**Description of the task:** Extract every line in the records below that contains the string "Target", copying each one in full.

**Records provided:**

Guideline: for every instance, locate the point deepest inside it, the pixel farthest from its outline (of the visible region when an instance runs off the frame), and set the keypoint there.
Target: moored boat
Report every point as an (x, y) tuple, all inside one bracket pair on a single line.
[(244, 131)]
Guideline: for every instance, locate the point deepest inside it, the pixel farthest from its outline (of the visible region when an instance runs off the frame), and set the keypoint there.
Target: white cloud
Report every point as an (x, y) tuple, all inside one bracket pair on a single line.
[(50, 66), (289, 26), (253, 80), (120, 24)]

* * *

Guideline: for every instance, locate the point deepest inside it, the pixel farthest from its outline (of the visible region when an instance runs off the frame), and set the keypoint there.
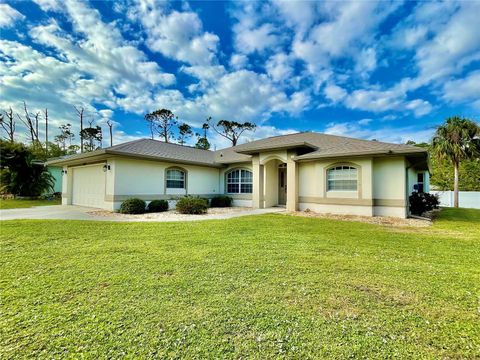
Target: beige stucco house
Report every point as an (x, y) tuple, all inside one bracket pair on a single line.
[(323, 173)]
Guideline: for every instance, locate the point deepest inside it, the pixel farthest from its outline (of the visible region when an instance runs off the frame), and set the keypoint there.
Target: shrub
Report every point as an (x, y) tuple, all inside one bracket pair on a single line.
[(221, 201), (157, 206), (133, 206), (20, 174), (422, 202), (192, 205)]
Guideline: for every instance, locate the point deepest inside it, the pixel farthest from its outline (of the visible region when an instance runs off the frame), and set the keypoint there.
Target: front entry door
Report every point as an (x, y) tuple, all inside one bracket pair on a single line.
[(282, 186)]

**Written solution:**
Target: moored boat
Target: white cloud
Target: beige stucco house
Target: shrub
Target: front entry door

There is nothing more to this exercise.